» Instructions to follow
Copy all records exactly; omit pictures.

» Records shown

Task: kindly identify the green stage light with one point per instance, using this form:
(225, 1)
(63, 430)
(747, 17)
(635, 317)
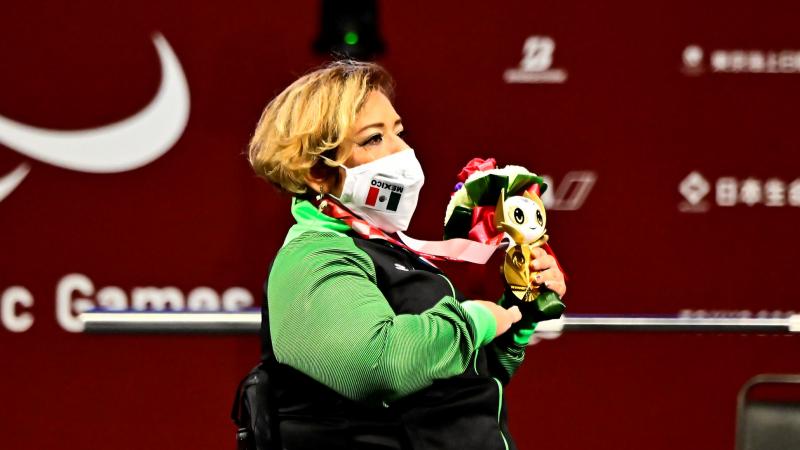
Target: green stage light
(351, 38)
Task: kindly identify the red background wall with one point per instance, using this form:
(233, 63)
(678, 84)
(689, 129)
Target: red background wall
(629, 112)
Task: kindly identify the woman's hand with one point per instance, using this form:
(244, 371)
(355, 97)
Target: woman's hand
(545, 271)
(504, 317)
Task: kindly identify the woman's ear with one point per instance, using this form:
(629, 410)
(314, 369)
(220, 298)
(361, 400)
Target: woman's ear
(322, 177)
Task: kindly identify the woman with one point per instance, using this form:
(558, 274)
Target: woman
(369, 345)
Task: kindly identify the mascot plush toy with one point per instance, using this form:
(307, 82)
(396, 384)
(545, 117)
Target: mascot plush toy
(494, 205)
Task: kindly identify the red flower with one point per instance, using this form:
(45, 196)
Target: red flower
(476, 165)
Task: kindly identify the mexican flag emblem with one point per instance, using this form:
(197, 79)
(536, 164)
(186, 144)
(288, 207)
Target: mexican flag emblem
(383, 195)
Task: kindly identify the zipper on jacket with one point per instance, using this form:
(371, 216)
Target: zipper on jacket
(499, 410)
(477, 349)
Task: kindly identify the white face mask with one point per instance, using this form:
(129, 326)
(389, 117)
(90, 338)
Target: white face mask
(384, 192)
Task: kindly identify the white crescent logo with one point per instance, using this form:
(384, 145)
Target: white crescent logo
(121, 146)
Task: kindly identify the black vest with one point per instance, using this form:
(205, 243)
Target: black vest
(459, 413)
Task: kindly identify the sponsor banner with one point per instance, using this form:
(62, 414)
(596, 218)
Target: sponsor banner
(697, 61)
(536, 64)
(699, 194)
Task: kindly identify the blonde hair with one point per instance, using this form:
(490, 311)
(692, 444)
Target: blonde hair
(311, 117)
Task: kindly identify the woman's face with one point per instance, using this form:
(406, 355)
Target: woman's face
(377, 132)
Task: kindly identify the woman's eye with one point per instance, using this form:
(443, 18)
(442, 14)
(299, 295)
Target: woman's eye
(372, 140)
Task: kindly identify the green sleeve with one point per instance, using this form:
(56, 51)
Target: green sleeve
(508, 349)
(329, 320)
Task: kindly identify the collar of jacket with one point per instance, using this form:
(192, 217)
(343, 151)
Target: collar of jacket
(310, 219)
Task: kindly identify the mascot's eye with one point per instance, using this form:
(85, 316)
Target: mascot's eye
(519, 216)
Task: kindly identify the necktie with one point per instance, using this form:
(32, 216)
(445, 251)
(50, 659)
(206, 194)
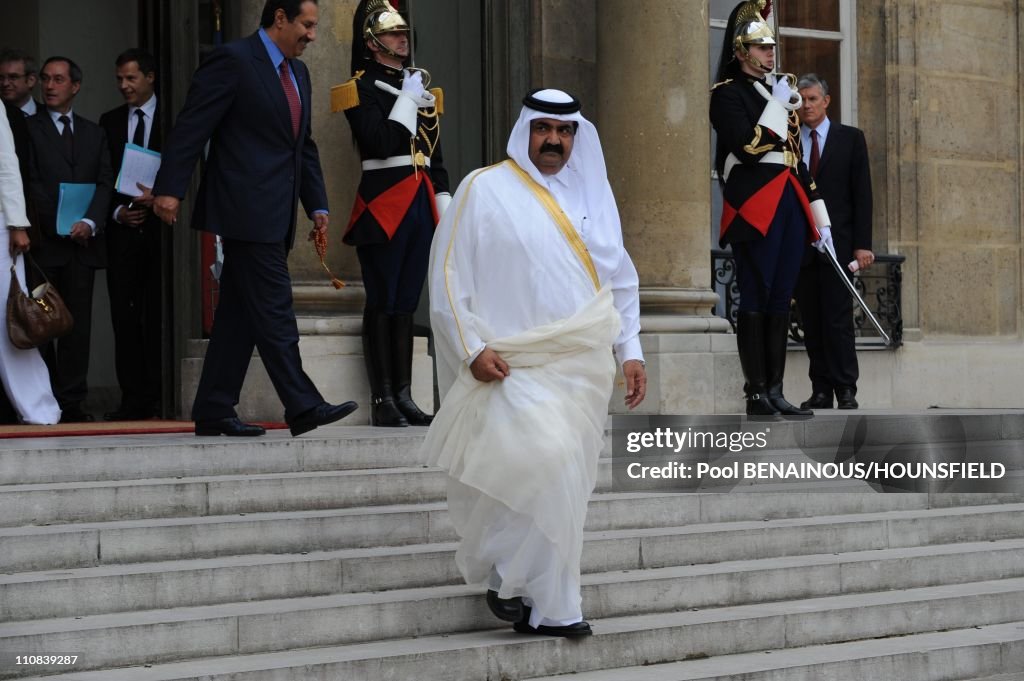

» Written answer
Task: kindly identify the green stage light with one point per instance, using this form:
(225, 1)
(63, 430)
(747, 17)
(635, 317)
Target: green stage light
(351, 38)
Task: kindly identify the red background wall with one point per instance, using this form:
(233, 63)
(678, 84)
(689, 129)
Target: red background wall
(629, 112)
Task: kindly identify the woman's hand with one point per instance, using this form:
(244, 371)
(355, 97)
Target: woman's hand
(545, 271)
(504, 317)
Task: kindly identify the woman's ear with one point per instance, using this form:
(629, 410)
(314, 369)
(220, 298)
(361, 400)
Target: woman's ear
(322, 177)
Task: kindly identify the woman with one point per instance, using this form:
(558, 274)
Target: woman
(369, 345)
Task: kindly identify the mascot plush toy with one point per instance, using this form:
(307, 82)
(396, 384)
(545, 117)
Target: mascot plush toy
(494, 205)
Task: kindly identify the red flower with one point per instance, using this form:
(45, 196)
Target: red flower
(476, 165)
Task: kindly identify the mexican flag emblem with one point per instance, using this form:
(197, 79)
(536, 164)
(186, 144)
(288, 207)
Target: mexican flag emblem
(383, 195)
Task: kindly identify the zipper on jacket with one point per instance, using this form:
(371, 216)
Target: zipper on jacket
(499, 410)
(477, 349)
Task: kindly identify the white face mask with one point per instance, using this form:
(129, 326)
(389, 117)
(90, 338)
Target: white face mask
(384, 192)
Task: kindly identify the white crescent logo with one point per instance, using this form:
(384, 145)
Target: white crescent logo
(121, 146)
Task: kindly identify the black vest with one point per instance, using this form:
(205, 243)
Target: black vest
(459, 413)
Task: kindly identify the sponsor banner with one point per instance, using this form:
(62, 414)
(596, 218)
Target: sponsor banner
(697, 61)
(536, 64)
(699, 194)
Task: kindly identify the blonde hair with one point per instance, using this form:
(490, 311)
(692, 444)
Target: blonde hair
(311, 117)
Task: kindly identify the woman's face with one point per instance, using this form:
(406, 355)
Target: woman's face
(377, 132)
Task: kindly identify the woman's eye with one point per instance, using this form:
(443, 18)
(442, 14)
(299, 295)
Target: woman's eye
(372, 140)
Task: kindly identify the green sleeve with one point per instance, using this form:
(56, 51)
Target: green sleeve
(508, 349)
(329, 320)
Task: kindly identify the collar of jacket with one point per instance, using this form:
(192, 217)
(343, 151)
Target: collar of jacket
(310, 219)
Task: kindly identify the mascot's eye with one point per instance, using this form:
(85, 316)
Target: mascot's eye
(519, 216)
Task: kindly identify the necktie with one point per instance, using this form:
(32, 216)
(445, 251)
(50, 659)
(206, 194)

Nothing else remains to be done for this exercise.